### AIM
Reproduce the items below word for word, starting at the line that contains "on the green" and continuing through the last of the items.

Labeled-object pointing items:
= = =

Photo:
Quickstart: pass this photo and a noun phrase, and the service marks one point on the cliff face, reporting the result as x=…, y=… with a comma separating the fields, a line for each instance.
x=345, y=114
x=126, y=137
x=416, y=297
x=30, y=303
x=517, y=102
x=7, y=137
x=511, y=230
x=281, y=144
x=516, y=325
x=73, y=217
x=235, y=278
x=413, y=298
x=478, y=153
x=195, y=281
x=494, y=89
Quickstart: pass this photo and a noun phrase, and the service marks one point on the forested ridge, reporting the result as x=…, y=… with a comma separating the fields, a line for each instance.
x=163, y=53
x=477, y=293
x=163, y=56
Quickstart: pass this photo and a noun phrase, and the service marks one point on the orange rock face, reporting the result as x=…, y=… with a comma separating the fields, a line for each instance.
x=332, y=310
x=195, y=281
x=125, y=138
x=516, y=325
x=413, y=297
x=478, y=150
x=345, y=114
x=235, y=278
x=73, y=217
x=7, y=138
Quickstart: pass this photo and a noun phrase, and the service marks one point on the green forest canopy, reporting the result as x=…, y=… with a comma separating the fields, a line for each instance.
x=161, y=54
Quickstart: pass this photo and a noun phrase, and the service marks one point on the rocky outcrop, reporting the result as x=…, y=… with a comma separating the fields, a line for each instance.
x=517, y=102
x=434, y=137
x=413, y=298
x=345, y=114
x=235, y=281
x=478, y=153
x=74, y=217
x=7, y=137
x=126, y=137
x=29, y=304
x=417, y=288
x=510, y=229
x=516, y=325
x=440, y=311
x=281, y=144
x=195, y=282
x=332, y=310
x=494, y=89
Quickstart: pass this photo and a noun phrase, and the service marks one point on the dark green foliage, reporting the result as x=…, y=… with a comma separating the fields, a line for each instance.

= = =

### REPLY TO THE TASK
Quickstart: pass this photo and a noun phrase, and the service marks one point on the green forest canopy, reporting the result as x=…, y=… with a comma separating the fields, a line for each instance.
x=161, y=54
Quickstart: pass this photo and a noun phrase, and the service marks one point on the rocky outcrop, reporting the result as x=…, y=… with a comma separating the fields, a line for each instance.
x=517, y=102
x=434, y=137
x=413, y=298
x=345, y=114
x=235, y=281
x=478, y=153
x=74, y=217
x=7, y=137
x=126, y=137
x=29, y=304
x=417, y=288
x=510, y=229
x=516, y=325
x=440, y=311
x=281, y=144
x=195, y=282
x=332, y=310
x=494, y=89
Quickstart: pass this photo and a noun phrase, and the service marks one point on the dark green foliage, reporting the result as x=…, y=… with a comma separating the fields, a line for each instance.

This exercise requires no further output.